-- begin --

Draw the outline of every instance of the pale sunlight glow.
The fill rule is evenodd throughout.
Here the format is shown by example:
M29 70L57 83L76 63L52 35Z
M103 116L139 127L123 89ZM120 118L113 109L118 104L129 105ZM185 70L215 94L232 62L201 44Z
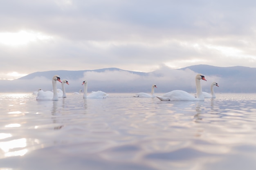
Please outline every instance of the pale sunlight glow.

-- end --

THE PROBLEM: Give the listing above as a JSON array of strings, one string per line, with blank lines skipped and the picture left out.

RESPONSE:
[
  "Draw the outline of every instance of the pale sunlight glow.",
  "The fill rule is evenodd throughout.",
  "Here the format is shown by example:",
  "M29 70L57 83L76 63L52 35Z",
  "M103 116L139 127L123 89ZM120 118L113 109L118 104L129 105ZM185 70L215 94L232 62L201 44Z",
  "Please outline every instance of the pale sunlight glow."
]